**Stated exercise**
Reproduce each of the records below line for line, preserving every word and character without alteration.

==============================

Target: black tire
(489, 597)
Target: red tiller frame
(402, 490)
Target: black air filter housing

==============================

**Reply**
Target: black tire
(489, 597)
Target: red tiller frame
(402, 490)
Target: black air filter housing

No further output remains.